[Dataset entries]
● ● ● ● ● ● ●
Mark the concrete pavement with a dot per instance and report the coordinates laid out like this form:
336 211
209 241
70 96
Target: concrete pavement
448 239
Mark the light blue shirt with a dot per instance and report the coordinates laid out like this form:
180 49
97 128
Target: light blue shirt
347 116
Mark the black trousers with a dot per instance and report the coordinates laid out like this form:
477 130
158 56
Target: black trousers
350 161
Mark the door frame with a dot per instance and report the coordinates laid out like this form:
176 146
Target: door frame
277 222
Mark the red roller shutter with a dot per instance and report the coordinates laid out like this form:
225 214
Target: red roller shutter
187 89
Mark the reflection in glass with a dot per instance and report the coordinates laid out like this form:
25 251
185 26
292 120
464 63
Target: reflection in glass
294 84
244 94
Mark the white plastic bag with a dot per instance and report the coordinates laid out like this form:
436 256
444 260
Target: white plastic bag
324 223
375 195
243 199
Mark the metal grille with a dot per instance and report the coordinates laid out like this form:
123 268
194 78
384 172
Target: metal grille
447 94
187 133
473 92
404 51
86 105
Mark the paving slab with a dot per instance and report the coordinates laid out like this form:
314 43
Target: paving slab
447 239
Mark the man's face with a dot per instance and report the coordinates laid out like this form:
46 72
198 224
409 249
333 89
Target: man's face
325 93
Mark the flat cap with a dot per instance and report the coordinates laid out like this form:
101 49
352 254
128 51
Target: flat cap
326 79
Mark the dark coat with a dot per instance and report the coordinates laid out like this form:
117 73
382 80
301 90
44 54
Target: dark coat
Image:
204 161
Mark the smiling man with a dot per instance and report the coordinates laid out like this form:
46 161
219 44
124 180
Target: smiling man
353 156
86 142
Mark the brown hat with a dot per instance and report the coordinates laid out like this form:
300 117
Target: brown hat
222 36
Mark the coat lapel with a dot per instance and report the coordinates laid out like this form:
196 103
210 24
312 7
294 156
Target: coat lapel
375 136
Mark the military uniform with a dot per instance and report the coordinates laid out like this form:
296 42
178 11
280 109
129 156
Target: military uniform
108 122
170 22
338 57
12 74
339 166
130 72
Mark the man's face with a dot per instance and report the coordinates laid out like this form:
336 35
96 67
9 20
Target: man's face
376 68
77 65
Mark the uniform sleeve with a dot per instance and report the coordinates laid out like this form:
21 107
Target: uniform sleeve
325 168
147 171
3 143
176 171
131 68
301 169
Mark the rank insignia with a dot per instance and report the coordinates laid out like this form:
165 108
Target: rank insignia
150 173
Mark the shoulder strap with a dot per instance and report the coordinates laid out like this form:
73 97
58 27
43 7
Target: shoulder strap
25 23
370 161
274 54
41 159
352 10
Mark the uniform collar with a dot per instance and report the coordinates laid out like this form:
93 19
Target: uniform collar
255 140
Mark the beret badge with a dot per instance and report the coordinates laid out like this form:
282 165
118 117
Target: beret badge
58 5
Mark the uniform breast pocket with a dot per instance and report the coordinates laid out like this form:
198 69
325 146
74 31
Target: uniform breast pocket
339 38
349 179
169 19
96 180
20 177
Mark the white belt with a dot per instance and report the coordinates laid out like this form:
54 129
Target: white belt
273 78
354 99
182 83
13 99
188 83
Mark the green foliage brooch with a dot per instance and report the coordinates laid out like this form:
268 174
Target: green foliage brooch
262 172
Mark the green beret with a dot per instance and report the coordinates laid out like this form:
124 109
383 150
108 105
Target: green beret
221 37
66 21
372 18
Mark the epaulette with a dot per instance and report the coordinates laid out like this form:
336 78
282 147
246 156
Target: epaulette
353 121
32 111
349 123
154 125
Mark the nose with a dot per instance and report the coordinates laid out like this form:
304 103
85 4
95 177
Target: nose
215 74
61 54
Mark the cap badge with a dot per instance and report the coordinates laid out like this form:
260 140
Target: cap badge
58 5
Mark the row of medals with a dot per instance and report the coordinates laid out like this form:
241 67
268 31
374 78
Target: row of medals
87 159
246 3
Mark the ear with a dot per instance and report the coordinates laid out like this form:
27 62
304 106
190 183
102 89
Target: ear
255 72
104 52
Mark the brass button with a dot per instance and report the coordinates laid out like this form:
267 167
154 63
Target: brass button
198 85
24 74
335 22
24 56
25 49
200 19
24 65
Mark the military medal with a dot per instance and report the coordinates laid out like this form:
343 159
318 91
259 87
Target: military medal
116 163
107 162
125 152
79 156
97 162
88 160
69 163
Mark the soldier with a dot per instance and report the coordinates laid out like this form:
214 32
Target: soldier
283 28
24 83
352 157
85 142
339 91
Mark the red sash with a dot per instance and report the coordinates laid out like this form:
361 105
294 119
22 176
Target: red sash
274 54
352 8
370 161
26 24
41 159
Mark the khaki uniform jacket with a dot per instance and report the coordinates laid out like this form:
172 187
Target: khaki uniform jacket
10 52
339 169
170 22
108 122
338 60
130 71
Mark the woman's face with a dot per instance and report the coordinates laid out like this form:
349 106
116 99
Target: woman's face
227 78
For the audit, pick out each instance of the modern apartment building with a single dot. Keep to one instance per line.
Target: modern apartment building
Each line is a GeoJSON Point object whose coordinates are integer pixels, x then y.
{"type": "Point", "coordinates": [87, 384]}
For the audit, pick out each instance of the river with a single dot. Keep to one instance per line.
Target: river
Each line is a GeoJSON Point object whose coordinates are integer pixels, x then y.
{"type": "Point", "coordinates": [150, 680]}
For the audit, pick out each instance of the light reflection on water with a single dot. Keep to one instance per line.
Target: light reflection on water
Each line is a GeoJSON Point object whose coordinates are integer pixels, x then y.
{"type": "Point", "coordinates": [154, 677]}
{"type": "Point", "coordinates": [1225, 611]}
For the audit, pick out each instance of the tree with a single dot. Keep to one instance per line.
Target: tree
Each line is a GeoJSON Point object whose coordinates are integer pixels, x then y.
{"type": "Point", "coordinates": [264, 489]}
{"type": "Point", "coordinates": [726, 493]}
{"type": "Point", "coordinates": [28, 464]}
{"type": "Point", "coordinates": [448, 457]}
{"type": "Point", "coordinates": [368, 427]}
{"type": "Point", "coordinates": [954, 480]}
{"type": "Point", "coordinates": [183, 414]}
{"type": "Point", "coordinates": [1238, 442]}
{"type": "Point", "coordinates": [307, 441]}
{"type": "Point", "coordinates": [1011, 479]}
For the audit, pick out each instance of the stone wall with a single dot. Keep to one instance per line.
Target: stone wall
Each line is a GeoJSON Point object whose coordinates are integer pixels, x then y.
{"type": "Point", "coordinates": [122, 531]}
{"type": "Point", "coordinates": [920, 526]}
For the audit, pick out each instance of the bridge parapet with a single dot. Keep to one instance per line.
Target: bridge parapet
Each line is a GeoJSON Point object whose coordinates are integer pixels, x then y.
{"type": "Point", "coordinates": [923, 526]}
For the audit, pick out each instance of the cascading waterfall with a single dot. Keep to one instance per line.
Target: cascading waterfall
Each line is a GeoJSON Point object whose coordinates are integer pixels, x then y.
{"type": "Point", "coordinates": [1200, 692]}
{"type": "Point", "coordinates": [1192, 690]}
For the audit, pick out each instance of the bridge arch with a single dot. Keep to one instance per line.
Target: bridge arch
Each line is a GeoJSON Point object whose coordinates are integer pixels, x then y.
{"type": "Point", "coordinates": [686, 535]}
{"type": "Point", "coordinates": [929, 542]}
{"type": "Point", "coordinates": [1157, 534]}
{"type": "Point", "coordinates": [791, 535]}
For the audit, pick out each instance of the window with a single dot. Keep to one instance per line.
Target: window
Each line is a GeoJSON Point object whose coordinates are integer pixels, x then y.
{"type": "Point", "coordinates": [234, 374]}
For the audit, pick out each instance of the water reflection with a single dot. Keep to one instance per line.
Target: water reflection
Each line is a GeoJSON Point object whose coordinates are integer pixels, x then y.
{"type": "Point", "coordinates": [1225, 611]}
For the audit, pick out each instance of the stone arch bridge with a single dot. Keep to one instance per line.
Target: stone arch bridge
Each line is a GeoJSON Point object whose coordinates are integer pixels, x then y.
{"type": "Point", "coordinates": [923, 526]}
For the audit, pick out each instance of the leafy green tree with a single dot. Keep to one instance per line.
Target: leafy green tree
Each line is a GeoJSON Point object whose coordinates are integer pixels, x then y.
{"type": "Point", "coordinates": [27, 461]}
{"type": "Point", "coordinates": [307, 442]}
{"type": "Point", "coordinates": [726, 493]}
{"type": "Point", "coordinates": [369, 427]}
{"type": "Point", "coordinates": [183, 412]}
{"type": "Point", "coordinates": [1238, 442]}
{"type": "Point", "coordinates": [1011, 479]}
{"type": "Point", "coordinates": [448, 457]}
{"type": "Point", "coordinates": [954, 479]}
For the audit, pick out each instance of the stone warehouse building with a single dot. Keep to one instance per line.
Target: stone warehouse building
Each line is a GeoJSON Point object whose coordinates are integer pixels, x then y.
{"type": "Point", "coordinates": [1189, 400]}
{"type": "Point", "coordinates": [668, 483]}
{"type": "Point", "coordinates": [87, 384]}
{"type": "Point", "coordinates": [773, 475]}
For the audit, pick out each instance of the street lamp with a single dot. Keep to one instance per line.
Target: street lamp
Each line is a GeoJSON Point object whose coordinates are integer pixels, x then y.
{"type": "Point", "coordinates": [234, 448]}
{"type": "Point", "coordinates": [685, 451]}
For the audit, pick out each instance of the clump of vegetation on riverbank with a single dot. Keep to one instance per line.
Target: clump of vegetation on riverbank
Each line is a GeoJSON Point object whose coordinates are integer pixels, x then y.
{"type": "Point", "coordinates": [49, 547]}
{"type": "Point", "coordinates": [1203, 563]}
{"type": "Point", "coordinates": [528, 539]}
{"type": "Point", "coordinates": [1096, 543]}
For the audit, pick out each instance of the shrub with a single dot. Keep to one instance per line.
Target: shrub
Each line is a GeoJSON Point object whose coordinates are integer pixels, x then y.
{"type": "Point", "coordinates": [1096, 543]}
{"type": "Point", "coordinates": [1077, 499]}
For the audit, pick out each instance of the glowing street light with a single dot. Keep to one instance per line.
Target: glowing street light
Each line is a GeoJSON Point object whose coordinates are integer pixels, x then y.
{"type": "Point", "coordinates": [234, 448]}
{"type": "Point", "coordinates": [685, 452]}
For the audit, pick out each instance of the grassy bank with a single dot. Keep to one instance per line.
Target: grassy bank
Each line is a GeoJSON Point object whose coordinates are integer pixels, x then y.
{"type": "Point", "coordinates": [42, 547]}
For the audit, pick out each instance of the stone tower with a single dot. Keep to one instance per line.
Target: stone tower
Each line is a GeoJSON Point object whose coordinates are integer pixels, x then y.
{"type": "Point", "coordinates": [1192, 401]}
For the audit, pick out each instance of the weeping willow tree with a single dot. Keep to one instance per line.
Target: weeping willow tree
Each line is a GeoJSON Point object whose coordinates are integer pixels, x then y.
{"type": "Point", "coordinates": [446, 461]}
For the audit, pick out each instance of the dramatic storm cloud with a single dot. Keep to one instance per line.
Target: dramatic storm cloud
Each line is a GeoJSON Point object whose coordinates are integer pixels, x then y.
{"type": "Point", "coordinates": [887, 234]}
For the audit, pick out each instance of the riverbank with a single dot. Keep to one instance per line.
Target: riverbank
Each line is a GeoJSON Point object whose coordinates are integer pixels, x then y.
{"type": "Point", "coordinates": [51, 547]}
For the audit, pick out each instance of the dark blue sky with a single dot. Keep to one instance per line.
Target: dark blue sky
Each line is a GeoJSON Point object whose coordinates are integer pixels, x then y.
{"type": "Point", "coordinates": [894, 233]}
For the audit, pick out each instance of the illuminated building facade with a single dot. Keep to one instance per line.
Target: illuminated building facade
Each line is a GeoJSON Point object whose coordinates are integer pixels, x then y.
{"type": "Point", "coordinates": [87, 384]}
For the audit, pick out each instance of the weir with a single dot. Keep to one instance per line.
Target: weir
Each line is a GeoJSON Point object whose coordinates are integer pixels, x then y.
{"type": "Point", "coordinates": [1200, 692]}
● ● ● ● ● ● ●
Task requirements. Print only the lines from the one with "For the audit, pick out each instance of the stone tower" to the end of the records, both included.

Response to the task.
For the audit, pick out each instance of the stone tower with a single dot. Keep to one instance per line.
Target: stone tower
Each line is a GeoJSON Point object whose coordinates are integer pixels, x then y.
{"type": "Point", "coordinates": [1192, 401]}
For the audit, pick out each instance of the weeping willow tree with a single dot. Keep to one instance per line.
Target: weeping willow tree
Each line is a GeoJSON Point object whose coordinates are integer pixels, x then y.
{"type": "Point", "coordinates": [446, 461]}
For the audit, pick out each instance of the dramatic storm cloud with a single dot. Keep to one instance per line.
Target: dramatic storm cloud
Each line is a GeoJSON Point object whose coordinates are integer pixels, x then y.
{"type": "Point", "coordinates": [887, 234]}
For the audit, pick out each instance of the riverbank with a single dot. Keep to one instance per line.
Target: riverbank
Each line is a GeoJSON Point object whose coordinates are integer pixels, x then y.
{"type": "Point", "coordinates": [51, 547]}
For the audit, pick out each instance of the dark blue sky with a single dot. Keep to one instance per line.
Target: dark blue sky
Each line is a GeoJSON Point object whose coordinates are integer pixels, x then y.
{"type": "Point", "coordinates": [894, 233]}
For the audit, pick out each instance of the illuminated building facade with a single dot. Keep to one instance per line.
Target: illuminated building facade
Each line is a GeoJSON Point object whose coordinates are integer pixels, x then y.
{"type": "Point", "coordinates": [87, 384]}
For the audit, pick out each instance of the weir with a single dot. Keep to one instance per line.
Target: weir
Each line is a GeoJSON Point object whose coordinates are integer pixels, x then y.
{"type": "Point", "coordinates": [1200, 692]}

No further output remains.